--- AIM ---
Duplicate, word for word, the part of the items that opens with the line containing "Mark a point on each instance of the cloudy" and closes with the line containing "(1025, 792)", both of those lines included.

------ DATASET RECORDS ------

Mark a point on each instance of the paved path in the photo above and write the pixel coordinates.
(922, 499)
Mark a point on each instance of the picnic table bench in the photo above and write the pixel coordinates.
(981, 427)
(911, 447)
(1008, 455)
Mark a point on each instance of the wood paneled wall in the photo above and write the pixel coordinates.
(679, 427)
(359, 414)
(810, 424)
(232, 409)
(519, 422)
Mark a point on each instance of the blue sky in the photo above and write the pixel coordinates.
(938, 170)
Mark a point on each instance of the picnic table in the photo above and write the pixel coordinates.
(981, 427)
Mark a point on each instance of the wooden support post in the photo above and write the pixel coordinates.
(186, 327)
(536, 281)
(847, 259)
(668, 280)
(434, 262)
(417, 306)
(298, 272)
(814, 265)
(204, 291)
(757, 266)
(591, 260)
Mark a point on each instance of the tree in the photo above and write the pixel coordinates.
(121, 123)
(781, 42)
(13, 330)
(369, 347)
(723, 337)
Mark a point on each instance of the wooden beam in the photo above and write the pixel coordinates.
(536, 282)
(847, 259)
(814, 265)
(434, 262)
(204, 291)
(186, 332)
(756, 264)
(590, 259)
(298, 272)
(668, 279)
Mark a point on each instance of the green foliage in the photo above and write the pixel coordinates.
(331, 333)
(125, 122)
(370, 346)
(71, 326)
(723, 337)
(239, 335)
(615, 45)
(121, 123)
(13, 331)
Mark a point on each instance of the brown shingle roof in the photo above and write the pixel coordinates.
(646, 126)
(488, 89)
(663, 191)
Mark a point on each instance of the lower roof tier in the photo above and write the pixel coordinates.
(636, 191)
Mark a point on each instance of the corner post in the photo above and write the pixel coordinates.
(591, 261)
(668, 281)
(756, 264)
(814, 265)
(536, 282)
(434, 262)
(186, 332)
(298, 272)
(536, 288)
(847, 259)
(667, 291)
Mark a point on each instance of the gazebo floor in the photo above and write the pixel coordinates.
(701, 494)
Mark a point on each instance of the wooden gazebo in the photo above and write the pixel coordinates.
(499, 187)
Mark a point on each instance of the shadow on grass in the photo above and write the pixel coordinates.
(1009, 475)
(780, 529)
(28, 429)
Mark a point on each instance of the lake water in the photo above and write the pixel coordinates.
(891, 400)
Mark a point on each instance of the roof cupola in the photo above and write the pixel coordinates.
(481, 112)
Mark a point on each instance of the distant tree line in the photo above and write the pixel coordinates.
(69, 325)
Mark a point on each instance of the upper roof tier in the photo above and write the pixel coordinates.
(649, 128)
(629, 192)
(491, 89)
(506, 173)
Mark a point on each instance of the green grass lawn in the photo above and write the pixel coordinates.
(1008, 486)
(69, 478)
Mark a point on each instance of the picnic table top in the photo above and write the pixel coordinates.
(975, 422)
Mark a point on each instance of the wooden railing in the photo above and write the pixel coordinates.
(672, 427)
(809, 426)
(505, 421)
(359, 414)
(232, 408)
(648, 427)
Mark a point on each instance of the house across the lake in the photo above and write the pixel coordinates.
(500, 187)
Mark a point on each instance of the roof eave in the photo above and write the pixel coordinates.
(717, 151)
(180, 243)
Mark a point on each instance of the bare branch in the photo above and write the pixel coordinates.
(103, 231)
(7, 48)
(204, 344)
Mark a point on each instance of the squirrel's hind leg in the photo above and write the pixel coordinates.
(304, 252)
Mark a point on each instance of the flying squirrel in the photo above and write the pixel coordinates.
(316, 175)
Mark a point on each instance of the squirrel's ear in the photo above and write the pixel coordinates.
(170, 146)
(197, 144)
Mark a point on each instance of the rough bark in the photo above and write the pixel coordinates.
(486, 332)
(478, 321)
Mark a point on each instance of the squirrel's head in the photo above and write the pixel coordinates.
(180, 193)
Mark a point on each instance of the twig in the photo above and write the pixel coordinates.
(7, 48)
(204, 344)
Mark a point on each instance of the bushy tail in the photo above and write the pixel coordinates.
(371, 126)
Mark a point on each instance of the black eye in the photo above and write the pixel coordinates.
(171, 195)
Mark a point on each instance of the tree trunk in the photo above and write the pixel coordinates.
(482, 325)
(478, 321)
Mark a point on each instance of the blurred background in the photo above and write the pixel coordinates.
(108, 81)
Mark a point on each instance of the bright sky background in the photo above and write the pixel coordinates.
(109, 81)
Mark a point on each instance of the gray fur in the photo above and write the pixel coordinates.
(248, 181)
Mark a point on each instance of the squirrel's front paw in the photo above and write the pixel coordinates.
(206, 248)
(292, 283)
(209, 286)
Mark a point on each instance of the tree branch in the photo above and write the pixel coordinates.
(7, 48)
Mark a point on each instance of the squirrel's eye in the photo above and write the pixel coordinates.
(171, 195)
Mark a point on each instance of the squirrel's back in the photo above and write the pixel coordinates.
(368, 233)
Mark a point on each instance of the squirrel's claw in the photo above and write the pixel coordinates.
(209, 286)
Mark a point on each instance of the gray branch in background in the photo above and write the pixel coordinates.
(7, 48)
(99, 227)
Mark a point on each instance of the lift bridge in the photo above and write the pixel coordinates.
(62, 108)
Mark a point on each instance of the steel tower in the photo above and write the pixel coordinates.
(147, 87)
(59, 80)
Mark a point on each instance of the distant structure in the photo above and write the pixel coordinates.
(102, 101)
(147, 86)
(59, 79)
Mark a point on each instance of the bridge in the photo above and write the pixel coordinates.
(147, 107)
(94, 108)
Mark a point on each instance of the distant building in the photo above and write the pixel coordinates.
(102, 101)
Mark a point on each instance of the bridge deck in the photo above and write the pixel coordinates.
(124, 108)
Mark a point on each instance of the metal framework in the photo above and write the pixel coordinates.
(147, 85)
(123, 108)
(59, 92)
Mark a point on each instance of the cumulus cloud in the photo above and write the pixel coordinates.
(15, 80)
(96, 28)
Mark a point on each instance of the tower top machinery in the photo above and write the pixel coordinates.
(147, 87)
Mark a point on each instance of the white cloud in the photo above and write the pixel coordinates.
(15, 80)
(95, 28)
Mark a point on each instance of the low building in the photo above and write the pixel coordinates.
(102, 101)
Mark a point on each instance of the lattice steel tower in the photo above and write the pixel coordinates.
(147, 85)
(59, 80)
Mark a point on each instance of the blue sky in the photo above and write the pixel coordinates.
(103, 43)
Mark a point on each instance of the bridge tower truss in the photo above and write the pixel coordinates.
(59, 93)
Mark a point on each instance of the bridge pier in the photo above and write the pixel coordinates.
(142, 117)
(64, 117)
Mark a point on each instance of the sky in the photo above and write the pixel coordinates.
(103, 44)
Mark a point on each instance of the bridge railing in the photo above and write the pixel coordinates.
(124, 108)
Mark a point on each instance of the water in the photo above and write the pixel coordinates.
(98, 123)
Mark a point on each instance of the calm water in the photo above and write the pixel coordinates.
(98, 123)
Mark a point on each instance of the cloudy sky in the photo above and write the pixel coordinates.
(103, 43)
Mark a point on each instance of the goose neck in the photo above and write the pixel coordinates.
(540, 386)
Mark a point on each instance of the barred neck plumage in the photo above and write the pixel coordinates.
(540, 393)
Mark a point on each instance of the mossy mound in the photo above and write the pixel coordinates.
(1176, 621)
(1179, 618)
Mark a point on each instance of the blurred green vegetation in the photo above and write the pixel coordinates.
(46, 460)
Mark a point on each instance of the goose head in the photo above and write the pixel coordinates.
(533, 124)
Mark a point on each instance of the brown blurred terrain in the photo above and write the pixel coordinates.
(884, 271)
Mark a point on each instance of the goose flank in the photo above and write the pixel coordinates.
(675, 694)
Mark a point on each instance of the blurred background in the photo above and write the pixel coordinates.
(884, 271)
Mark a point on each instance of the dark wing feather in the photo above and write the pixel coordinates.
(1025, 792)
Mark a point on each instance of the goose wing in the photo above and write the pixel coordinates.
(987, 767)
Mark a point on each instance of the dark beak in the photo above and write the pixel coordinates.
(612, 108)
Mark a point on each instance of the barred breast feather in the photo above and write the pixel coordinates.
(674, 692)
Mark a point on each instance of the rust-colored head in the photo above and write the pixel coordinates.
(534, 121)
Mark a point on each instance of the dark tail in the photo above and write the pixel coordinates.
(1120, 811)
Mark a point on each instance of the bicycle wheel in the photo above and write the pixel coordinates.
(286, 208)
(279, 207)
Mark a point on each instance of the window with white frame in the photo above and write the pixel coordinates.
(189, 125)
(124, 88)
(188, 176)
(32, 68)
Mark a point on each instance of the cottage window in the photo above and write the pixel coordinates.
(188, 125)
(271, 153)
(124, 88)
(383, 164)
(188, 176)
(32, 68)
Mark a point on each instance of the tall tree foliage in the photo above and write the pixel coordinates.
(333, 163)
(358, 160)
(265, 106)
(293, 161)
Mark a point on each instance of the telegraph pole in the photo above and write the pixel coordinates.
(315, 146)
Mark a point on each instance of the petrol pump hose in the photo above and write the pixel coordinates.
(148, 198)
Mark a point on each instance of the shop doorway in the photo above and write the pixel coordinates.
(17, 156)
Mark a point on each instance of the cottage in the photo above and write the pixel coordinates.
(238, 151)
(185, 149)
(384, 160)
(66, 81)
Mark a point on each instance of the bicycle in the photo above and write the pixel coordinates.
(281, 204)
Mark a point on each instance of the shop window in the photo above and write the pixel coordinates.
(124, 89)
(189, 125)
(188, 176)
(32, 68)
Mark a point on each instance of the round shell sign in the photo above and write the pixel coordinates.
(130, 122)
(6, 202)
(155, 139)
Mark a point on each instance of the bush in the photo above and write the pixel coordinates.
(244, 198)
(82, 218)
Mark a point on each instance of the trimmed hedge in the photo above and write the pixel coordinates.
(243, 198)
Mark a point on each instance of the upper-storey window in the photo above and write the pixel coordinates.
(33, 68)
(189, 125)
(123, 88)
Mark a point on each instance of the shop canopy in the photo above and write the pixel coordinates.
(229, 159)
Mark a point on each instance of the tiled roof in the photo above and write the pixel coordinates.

------

--- RESULT ---
Mark a point on each instance of the cloudy sky in the photo above and write the pixel coordinates.
(103, 43)
Mark a point on each instance of the goose neck in the photo above and write the pixel coordinates.
(540, 386)
Mark a point on each instance of the barred neck plumage in the photo above and write the pixel coordinates.
(540, 393)
Mark a point on each instance of the mossy mound in the photo above and write the pixel coordinates.
(1176, 621)
(1179, 618)
Mark a point on each instance of the blurred green vegetation in the photo above and write the pixel coordinates.
(46, 460)
Mark a point on each instance of the goose head in the photo above and write the pixel coordinates.
(533, 124)
Mark a point on each instance of the brown blurred terrain in the photo above and write the pixel coordinates.
(884, 271)
Mark a point on each instance of the goose flank in the photo above and write the pixel coordinates.
(675, 694)
Mark a point on each instance of the blurred background in the photo above and write the pixel coordinates.
(884, 271)
Mark a point on each instance of the dark wing feather in the photo above and write the pixel coordinates.
(1025, 792)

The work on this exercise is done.